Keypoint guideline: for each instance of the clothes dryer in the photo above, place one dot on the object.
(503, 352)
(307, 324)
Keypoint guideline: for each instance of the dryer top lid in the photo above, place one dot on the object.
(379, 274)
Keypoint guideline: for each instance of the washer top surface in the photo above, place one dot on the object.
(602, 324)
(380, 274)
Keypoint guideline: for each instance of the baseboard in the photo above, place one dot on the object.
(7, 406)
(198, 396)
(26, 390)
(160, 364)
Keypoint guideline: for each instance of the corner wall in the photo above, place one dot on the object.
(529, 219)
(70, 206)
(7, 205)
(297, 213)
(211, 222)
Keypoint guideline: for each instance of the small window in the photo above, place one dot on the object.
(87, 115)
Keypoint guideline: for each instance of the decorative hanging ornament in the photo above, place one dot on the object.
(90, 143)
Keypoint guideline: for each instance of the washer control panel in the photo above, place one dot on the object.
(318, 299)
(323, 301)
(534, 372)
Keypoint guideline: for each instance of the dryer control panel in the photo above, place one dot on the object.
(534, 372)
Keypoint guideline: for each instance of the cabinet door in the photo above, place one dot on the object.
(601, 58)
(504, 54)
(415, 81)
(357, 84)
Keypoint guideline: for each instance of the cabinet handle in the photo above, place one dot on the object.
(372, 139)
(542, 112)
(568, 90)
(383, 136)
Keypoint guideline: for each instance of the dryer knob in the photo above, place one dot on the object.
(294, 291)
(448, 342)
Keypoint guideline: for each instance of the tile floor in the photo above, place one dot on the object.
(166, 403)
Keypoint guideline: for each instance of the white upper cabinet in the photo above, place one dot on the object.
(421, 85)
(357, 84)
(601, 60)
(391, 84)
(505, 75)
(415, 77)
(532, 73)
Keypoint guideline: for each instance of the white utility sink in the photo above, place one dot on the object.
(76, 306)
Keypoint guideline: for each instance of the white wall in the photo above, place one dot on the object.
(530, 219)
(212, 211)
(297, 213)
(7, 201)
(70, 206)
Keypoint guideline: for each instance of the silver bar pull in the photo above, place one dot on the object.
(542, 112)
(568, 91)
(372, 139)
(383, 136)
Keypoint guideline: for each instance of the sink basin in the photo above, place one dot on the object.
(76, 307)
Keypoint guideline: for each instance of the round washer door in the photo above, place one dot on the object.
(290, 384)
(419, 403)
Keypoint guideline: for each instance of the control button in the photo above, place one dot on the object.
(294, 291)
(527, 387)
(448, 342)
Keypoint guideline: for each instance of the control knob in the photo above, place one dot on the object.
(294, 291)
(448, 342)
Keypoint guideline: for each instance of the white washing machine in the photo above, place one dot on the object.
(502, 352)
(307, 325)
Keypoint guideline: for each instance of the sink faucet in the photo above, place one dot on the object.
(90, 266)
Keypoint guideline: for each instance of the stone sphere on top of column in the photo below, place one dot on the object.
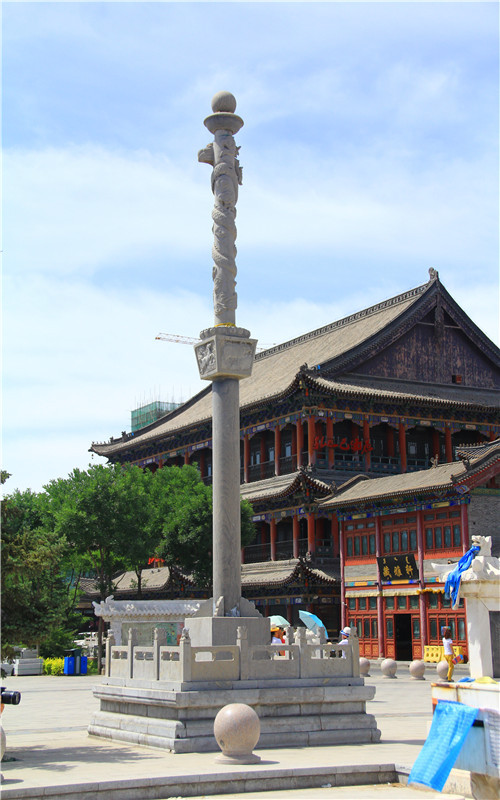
(224, 101)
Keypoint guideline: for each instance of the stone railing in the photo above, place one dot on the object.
(296, 658)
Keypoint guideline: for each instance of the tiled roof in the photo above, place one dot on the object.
(275, 369)
(344, 388)
(282, 485)
(111, 608)
(476, 450)
(280, 573)
(151, 580)
(423, 481)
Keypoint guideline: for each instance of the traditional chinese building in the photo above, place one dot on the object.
(380, 392)
(394, 530)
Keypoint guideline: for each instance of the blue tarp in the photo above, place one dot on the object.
(450, 725)
(452, 584)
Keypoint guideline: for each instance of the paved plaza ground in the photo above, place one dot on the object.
(54, 756)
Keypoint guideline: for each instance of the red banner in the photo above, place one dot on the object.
(356, 445)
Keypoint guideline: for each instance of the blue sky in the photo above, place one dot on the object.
(369, 153)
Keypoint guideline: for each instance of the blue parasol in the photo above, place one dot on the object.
(277, 621)
(311, 621)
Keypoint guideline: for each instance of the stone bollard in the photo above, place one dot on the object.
(364, 667)
(237, 731)
(417, 670)
(442, 670)
(389, 668)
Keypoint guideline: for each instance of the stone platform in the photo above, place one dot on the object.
(168, 697)
(292, 713)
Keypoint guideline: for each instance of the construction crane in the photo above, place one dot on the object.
(179, 339)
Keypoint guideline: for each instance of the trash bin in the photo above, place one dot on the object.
(73, 661)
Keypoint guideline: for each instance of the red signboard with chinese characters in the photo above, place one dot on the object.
(356, 445)
(398, 568)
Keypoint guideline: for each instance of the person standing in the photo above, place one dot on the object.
(448, 650)
(344, 642)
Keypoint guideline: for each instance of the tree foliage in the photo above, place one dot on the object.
(35, 596)
(102, 521)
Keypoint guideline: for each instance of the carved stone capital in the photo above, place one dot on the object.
(225, 353)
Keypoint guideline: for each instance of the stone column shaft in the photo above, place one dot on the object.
(226, 492)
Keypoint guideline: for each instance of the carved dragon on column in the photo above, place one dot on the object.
(222, 155)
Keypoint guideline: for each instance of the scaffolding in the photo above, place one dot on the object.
(145, 415)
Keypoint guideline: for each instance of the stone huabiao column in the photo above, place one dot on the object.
(225, 356)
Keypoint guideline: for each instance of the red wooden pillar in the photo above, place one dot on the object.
(464, 521)
(435, 443)
(296, 534)
(390, 441)
(263, 537)
(273, 539)
(262, 456)
(311, 533)
(420, 562)
(447, 445)
(366, 437)
(294, 447)
(423, 621)
(380, 599)
(311, 435)
(335, 534)
(329, 436)
(343, 614)
(402, 446)
(300, 442)
(277, 449)
(246, 458)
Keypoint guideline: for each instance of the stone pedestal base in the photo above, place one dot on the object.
(214, 631)
(292, 713)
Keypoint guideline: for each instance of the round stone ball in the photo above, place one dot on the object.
(389, 668)
(224, 101)
(364, 666)
(237, 729)
(442, 669)
(417, 669)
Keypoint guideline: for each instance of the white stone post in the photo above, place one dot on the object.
(185, 656)
(242, 642)
(110, 641)
(132, 641)
(159, 639)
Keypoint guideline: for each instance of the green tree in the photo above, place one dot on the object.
(104, 513)
(35, 597)
(183, 519)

____________________

## GIVEN PROBLEM:
Copy every item above word for word, leaving out the pictures.

## FINISHED ANSWER:
Keypoint guideline: for each instance of the clothes dryer in the photo above, place one dot on the object.
(503, 352)
(307, 324)
Keypoint guideline: for each instance of the dryer top lid in the photo above, place one dot on the object.
(379, 274)
Keypoint guideline: for each instance of the washer top surface in the photo above, place one dot on the object.
(602, 324)
(380, 274)
Keypoint guideline: for each instance of the baseboard in the photo above, place one dot on the object.
(7, 406)
(198, 396)
(26, 390)
(160, 364)
Keypoint guideline: for each instance of the corner wall in the photo above, place one dot on the object.
(529, 219)
(70, 206)
(7, 205)
(297, 213)
(211, 222)
Keypoint guideline: for each instance of the small window in the photo above, place one dot on the object.
(87, 115)
Keypoint guideline: for each instance of the decorative hanging ornament in the photo above, place one dot on the object.
(90, 143)
Keypoint guideline: for each instance of the washer control panel in the photo above, place one dot on the object.
(318, 299)
(323, 301)
(534, 372)
Keypoint guideline: for each instance of the dryer control panel in the photo above, place one dot on the object.
(534, 372)
Keypoint guideline: for each instance of the cabinet door in the photo above, place one dot on the object.
(601, 58)
(504, 54)
(415, 81)
(357, 84)
Keypoint guideline: for each instance of the cabinet handle in the photo above, place one dot on the object.
(372, 139)
(542, 112)
(568, 90)
(383, 136)
Keypoint guideline: for each instance of the dryer knob in the photo above, place one dot on the object.
(294, 291)
(448, 342)
Keypoint guideline: for each instance of the tile floor in the photo above, place one dot on the object.
(166, 403)
Keypoint guideline: for each instance of the white upper cabinet in the photo above, place one dot on the object.
(421, 85)
(357, 84)
(601, 60)
(391, 84)
(505, 75)
(415, 77)
(532, 73)
Keypoint guideline: for each instance of the white utility sink in the photo above, place one dot on the object.
(76, 306)
Keypoint guideline: for each instance of the white wall in the photo above, place one dot on the object.
(530, 219)
(212, 211)
(297, 213)
(7, 201)
(70, 206)
Keypoint guideline: for each instance of the silver bar pull in the photo above, place one dot on the object.
(542, 112)
(568, 91)
(372, 139)
(383, 136)
Keypoint guideline: for each instance of the sink basin in the photo above, place one dot on the object.
(76, 307)
Keypoint guideline: for each instance of the round washer door in the photo above, place one dot on the object.
(290, 384)
(419, 403)
Keypoint guideline: for each instance of the control button in the photo above, place one dot on the object.
(294, 291)
(527, 387)
(448, 342)
Keypoint guideline: for each instance of the control knob in the photo above, place one dot on the object.
(294, 291)
(448, 342)
Keypoint guideline: for each instance of the white washing machine in the photo above, place one dot on the object.
(502, 352)
(307, 325)
Keypoint guideline: for each instance of the sink faucet in the photo above, place one dot on the object.
(90, 266)
Keypoint guideline: for each instance of the stone sphere on top of column in the photo below, place one dot on the object.
(224, 101)
Keypoint guideline: for each instance of the stone railing in the photo above, place one dot on the object.
(296, 658)
Keypoint guideline: for each instance of the tiled roof in the photo above, place one dot on the object.
(275, 369)
(344, 388)
(282, 485)
(111, 608)
(476, 450)
(280, 573)
(151, 580)
(423, 481)
Keypoint guideline: for each instance of the traditional chinese building in the photo above, place one dot on the object.
(380, 392)
(394, 530)
Keypoint guideline: for each instance of the blue tarp in the photo above, place one dot on the object.
(450, 725)
(452, 584)
Keypoint guideline: for each instance of the paved plaza ground in the photo above, place one dot on the object.
(54, 756)
Keypoint guideline: for each instance of the red banner in the photo above, place one dot on the object.
(356, 445)
Keypoint guideline: for each instance of the blue sky in the photo above, place one dot on the object.
(369, 153)
Keypoint guideline: for each instance of the blue parasol in the photo above, place one dot on the object.
(277, 621)
(311, 621)
Keypoint guideline: for each instance of the stone bollard in the photo above, place one dot on the object.
(364, 667)
(237, 731)
(417, 670)
(442, 670)
(389, 668)
Keypoint guideline: for each instance of the stone platform in the photo above, place one dot on the object.
(168, 697)
(292, 713)
Keypoint guideline: for each instance of the construction crane in the photo above, place one dot on the object.
(179, 339)
Keypoint guideline: for each instance of the trash bin in the photo above, place one dot on the object.
(73, 661)
Keypoint guideline: for each instance of the red signboard with chinese characters in the photo above, place one dot on the object.
(356, 445)
(398, 568)
Keypoint guideline: for each instance of the person standing in the photo above, place one dot on the object.
(448, 650)
(344, 642)
Keypoint guideline: for each instance of the tree foliage in the photo above, place one dot on the object.
(35, 596)
(102, 521)
Keypoint guideline: for each instance of the carved stone capital in the photo above, place one dot on the object.
(225, 353)
Keypoint guideline: for each instance of the stone column shaft in the photo above, place one dot on the object.
(226, 492)
Keypoint guideline: for each instance of the carved dragon on column in the photo above, place one dot on the object.
(222, 155)
Keypoint guideline: for each instance of the scaffolding in the photo above, place one dot on the object.
(145, 415)
Keypoint guideline: for each instance of the stone huabiao column in the photo above, place one dot on the object.
(225, 356)
Keypoint guideline: for each instance of the red wooden pillar in the photo above, place one dot on the object.
(464, 521)
(435, 443)
(296, 534)
(390, 441)
(263, 537)
(273, 539)
(262, 456)
(311, 533)
(420, 562)
(447, 445)
(366, 437)
(294, 447)
(423, 621)
(380, 599)
(311, 435)
(335, 534)
(329, 436)
(343, 614)
(402, 446)
(300, 442)
(277, 449)
(246, 458)
Keypoint guideline: for each instance of the stone pedestal base in the photo above, place one dot on the object.
(214, 631)
(292, 713)
Keypoint guideline: for each instance of the round stone ball in the photo above, place one dot on the object.
(389, 668)
(224, 101)
(364, 666)
(237, 729)
(442, 669)
(417, 669)
Keypoint guideline: for each instance of the white stone post in the photo above, place one dot on the object.
(185, 656)
(242, 642)
(110, 641)
(132, 641)
(159, 639)
Keypoint guideline: for each instance of the green tree in the photo above, place one dot on the object.
(104, 513)
(35, 597)
(183, 519)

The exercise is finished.